RECORDS SUPPLIED >>

- - -

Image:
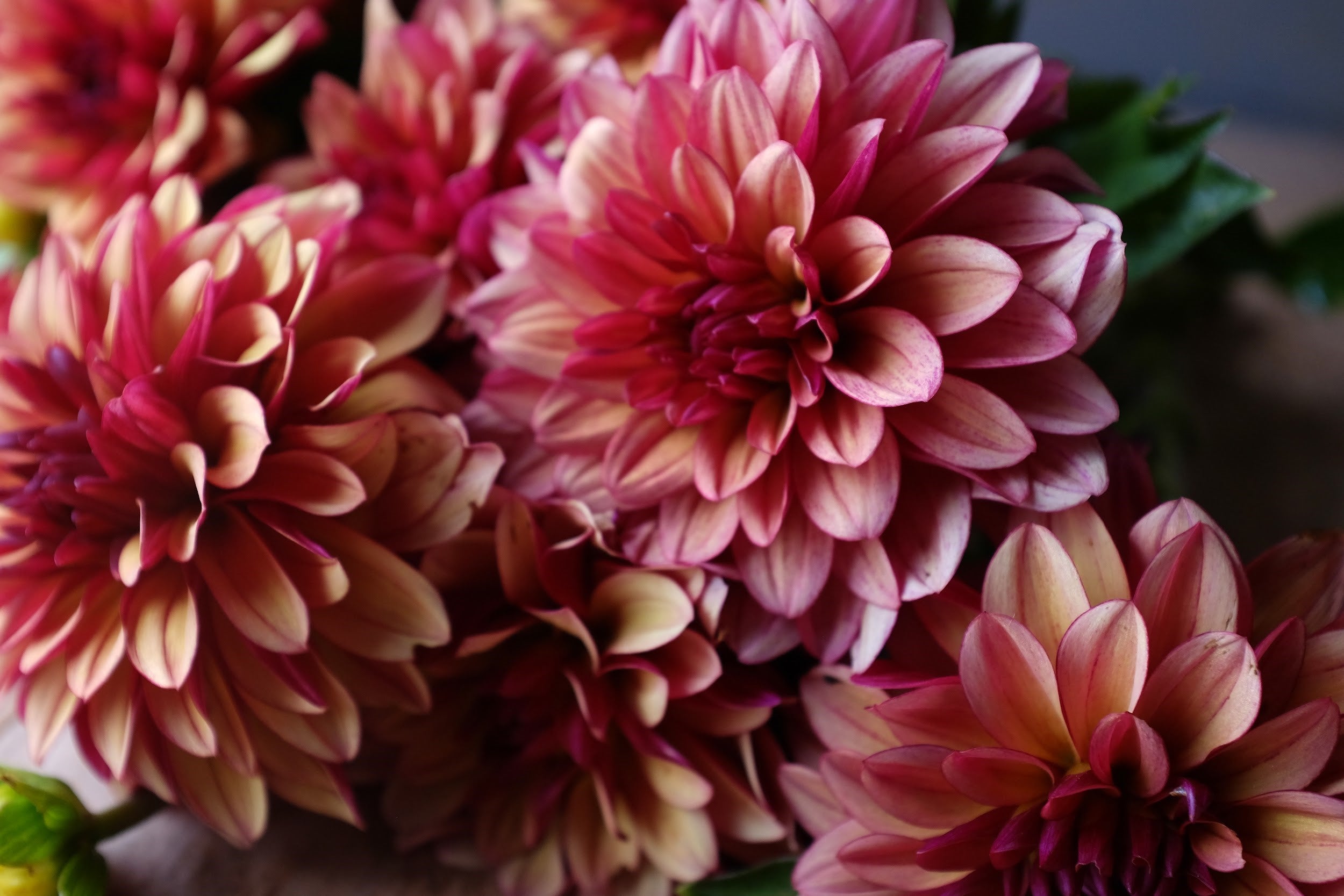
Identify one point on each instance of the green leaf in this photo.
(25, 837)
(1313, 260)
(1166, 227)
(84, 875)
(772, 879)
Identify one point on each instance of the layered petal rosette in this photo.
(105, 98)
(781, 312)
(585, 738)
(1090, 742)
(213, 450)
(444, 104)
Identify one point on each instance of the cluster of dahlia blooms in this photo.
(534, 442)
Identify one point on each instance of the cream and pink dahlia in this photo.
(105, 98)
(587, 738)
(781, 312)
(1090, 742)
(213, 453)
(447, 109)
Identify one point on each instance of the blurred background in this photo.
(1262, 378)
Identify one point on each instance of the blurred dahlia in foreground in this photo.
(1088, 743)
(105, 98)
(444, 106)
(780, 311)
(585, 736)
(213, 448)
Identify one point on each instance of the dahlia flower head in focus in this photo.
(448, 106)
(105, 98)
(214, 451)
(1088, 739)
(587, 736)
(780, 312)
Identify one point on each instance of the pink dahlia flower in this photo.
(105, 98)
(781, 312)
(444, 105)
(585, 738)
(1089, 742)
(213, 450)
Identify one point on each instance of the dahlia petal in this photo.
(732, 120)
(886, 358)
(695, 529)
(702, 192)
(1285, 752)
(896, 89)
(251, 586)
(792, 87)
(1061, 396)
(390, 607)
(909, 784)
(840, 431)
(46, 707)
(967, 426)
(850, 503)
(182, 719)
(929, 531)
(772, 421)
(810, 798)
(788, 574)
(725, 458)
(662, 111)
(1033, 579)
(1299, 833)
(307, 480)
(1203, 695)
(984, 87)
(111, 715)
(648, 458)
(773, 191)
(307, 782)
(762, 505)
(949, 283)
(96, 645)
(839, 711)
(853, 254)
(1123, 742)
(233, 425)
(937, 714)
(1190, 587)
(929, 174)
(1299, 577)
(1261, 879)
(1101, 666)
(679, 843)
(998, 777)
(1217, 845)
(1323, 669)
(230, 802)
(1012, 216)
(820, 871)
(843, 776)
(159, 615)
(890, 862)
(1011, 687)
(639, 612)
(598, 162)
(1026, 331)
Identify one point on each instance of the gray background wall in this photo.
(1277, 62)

- - -

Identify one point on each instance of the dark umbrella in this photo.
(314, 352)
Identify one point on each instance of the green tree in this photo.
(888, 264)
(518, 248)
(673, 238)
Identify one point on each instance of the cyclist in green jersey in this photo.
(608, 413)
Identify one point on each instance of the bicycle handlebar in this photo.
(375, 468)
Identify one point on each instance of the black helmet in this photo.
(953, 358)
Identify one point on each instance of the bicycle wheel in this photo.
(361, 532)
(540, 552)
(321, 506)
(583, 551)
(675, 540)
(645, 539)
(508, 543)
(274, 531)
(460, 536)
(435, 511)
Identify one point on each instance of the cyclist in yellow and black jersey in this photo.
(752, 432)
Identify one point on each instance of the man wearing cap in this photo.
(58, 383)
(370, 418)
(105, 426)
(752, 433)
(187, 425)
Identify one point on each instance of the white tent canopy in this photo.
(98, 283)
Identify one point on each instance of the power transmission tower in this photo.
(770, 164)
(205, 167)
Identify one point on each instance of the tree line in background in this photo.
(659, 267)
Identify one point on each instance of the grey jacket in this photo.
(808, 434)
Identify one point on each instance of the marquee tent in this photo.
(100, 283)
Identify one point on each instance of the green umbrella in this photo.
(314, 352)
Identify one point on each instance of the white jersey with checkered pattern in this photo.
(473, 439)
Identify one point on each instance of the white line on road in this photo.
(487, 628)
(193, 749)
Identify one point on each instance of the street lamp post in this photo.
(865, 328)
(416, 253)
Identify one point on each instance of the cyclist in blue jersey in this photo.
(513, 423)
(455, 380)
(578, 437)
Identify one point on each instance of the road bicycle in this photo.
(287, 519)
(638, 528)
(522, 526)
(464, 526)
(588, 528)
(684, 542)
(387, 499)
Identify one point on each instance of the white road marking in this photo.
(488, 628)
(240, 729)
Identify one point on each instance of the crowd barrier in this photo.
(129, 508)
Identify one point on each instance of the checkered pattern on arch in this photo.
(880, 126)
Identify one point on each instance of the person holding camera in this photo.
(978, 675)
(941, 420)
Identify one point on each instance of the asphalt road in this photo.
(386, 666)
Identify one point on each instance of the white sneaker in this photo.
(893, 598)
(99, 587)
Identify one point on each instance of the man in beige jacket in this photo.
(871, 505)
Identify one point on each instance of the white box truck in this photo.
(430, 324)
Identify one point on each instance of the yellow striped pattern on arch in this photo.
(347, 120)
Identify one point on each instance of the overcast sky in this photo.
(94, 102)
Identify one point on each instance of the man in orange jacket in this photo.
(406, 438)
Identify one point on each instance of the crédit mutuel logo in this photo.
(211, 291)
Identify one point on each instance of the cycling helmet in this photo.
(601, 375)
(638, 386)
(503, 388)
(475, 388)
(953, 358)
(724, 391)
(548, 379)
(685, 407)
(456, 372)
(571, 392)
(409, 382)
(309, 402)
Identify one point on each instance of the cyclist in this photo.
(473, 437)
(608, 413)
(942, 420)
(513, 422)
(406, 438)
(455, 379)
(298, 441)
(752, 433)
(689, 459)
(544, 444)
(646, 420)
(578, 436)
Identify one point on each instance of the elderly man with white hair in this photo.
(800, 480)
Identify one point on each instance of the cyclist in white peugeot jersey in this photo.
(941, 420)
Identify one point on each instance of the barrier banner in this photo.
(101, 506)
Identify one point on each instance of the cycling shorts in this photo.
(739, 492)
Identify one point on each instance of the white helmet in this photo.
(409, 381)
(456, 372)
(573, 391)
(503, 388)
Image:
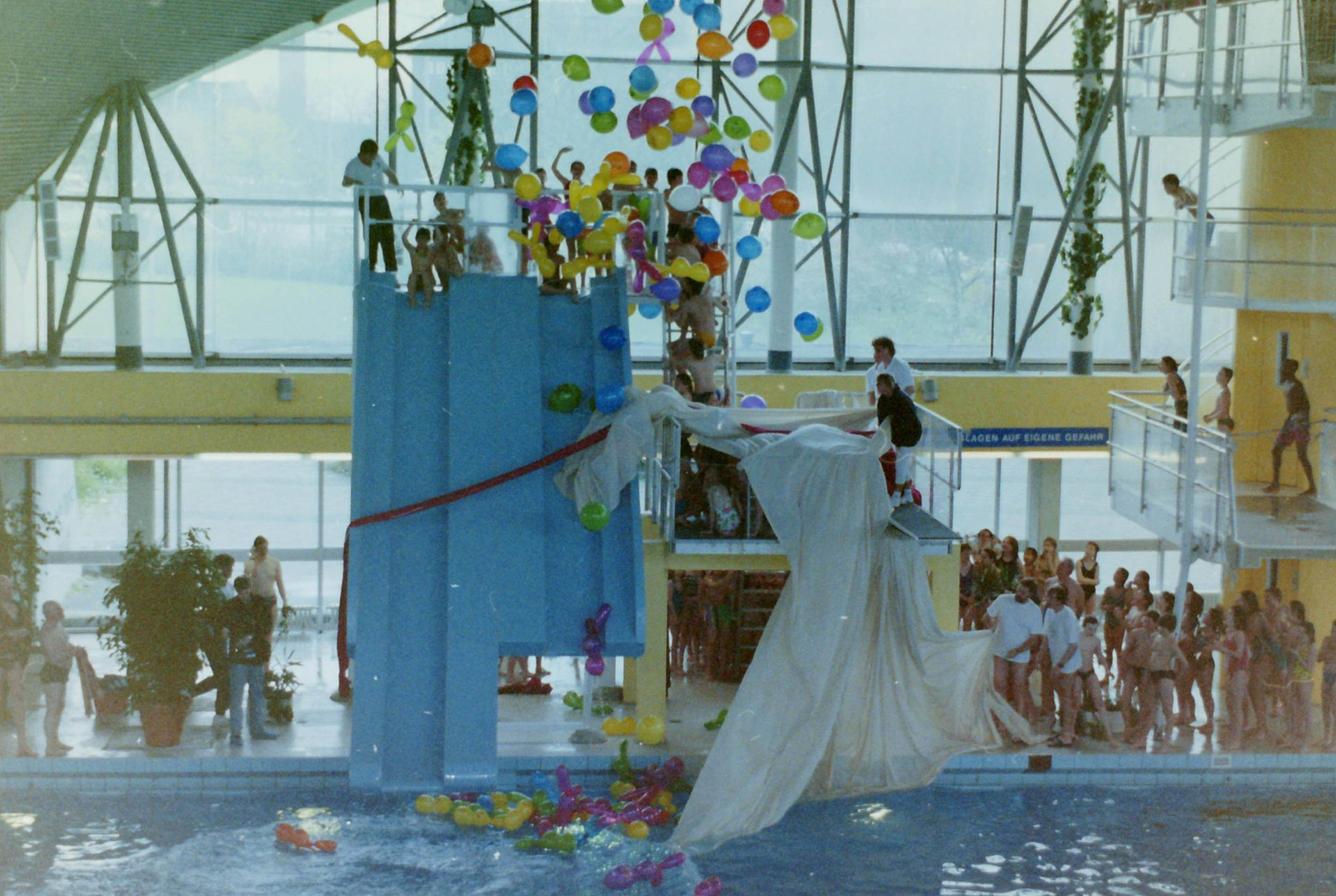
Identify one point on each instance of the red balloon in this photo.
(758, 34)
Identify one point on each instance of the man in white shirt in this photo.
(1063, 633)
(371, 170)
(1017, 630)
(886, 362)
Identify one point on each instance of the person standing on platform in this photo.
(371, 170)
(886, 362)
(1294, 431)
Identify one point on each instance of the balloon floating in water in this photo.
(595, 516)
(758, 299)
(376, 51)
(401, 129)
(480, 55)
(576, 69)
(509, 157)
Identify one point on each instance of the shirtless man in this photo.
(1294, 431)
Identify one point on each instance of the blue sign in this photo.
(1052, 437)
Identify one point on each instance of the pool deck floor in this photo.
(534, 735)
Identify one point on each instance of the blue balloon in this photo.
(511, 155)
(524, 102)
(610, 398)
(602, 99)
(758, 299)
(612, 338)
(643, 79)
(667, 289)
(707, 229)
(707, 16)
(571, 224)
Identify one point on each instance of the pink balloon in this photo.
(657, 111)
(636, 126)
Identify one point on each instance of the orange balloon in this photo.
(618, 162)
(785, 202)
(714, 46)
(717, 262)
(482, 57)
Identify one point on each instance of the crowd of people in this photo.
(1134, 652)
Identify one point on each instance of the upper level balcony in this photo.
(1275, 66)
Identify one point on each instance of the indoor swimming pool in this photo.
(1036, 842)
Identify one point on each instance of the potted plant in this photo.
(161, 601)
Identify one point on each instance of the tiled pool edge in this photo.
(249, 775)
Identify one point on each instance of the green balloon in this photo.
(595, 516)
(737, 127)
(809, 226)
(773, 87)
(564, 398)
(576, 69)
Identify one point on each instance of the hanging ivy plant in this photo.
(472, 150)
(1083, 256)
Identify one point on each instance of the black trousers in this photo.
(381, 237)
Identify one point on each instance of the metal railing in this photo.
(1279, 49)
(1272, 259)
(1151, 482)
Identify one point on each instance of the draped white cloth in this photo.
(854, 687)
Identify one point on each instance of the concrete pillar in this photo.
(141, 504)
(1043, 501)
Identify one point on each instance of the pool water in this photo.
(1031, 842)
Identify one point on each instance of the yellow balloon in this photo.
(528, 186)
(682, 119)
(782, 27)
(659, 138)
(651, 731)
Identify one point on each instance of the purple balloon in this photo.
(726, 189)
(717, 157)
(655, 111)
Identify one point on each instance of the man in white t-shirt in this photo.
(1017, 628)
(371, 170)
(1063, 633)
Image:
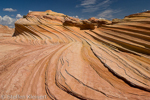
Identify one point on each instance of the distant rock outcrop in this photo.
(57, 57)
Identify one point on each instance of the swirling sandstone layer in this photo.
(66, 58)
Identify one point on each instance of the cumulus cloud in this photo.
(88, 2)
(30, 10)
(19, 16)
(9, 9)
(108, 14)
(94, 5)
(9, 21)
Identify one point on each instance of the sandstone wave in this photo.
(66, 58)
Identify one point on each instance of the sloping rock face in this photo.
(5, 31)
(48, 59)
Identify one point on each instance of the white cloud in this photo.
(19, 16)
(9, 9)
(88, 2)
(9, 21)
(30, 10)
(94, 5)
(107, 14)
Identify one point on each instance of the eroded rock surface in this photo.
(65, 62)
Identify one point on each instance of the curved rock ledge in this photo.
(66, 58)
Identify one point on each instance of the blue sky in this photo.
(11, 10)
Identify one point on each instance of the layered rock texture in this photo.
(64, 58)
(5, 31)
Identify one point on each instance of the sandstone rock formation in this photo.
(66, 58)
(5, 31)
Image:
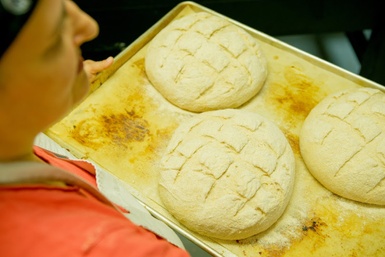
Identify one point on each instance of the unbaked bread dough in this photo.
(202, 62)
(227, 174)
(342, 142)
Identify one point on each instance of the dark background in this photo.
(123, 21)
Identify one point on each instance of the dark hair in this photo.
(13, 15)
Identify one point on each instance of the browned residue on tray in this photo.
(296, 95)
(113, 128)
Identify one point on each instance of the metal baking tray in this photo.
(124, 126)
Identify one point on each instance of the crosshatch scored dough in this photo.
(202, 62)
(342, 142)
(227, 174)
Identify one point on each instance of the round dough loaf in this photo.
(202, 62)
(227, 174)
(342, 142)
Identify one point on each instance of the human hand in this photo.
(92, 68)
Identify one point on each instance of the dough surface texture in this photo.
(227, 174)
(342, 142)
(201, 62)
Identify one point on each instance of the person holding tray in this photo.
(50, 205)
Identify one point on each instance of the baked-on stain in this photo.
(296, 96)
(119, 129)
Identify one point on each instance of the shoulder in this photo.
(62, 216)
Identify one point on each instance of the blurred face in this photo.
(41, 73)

- - -

Return every line of the material above that contains the word "road", treating uppercase and lowercase as different.

Identify one point on each instance of the white line on road in this photo.
Identify one point on each instance of the road bicycle in this photo.
Identify one point on each instance of the white road marking in this photo.
Identify one point on each instance of the asphalt road in this photo.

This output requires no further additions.